* _EXTRAIT PRÉSENTÉ_:
----

L’animal est rendu à ses propriétaires quatre jours après l’intervention. Lors du retrait des fils, au bout de quinze jours, il présente un bon état général. Le contrôle échographique met en évidence un discret épanchement thoracique non ponctionnable.

Lors de la visite de contrôle à cinq mois, aucune anomalie n’est détectable sur les radiographies thoraciques (voir photo 6).

DISCUSSION

Prise en charge thérapeutique du chylothorax

Si le protocole diagnostique du chylothorax chez le chat est à l’heure actuelle relativement standardisé, sa prise en charge thérapeutique optimale n’est pas établie.

----

* _TÂCHES À EFFECTUER_:
- A) Dans l'extrait sur le chylothorax du chat, combien de jours après l'intervention l'animal est-il rendu à ses propriétaires ?
- B) Veuillez restituer mot pour mot le passage de l'extrait sur le chylothorax du chat qui va de « Si le protocole » jusqu'à « n’est pas établie. » inclus.
- C) Reprenez l'extrait sur le chylothorax du chat à la suite de sa dernière phrase et poursuivez-en la rédaction.
Les lignes ci-dessous forment un ensemble indépendant de l'extrait sur le chylothorax du chat.

* _DONNÉES FOURNIES_:
----

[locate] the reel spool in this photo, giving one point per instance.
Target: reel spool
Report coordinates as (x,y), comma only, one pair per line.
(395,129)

----

* _RÉPONSES SUCCESSIVES_:
- A) Quatre jours après l'intervention.

- B)
Si le protocole diagnostique du chylothorax chez le chat est à l’heure actuelle relativement standardisé, sa prise en charge thérapeutique optimale n’est pas établie.

- C)
Le traitement médical associe une alimentation à faible teneur en graisse, de la rutine (50 à 100 mg/kg per os toutes les huit heures) et des thoracocentèses à répétition. Prolongé, il entraîne parfois une déshydratation de l’animal et favorise la perte de protéines, de lipides et de vitamines liposolubles. Un traitement chirurgical est en général recommandé lors d’échec de la prise en charge médicale. Des études récentes indiquent que la combinaison d’une péricardectomie et d’une ligature du canal thoracique permet le traitement du chylothorax idiopathique dans 80 à 100 % des cas chez le chat et le chien (étude sur 14 chiens). Une omentalisation pour résorber les effusions thoraciques est intéressante lors de chylothorax, mais aussi d’épanchements néoplasiques. La portion d’omentum en position intrathoracique permet de drainer le chyle, notamment par augmentation de la surface du réseau veineux dans la cavité.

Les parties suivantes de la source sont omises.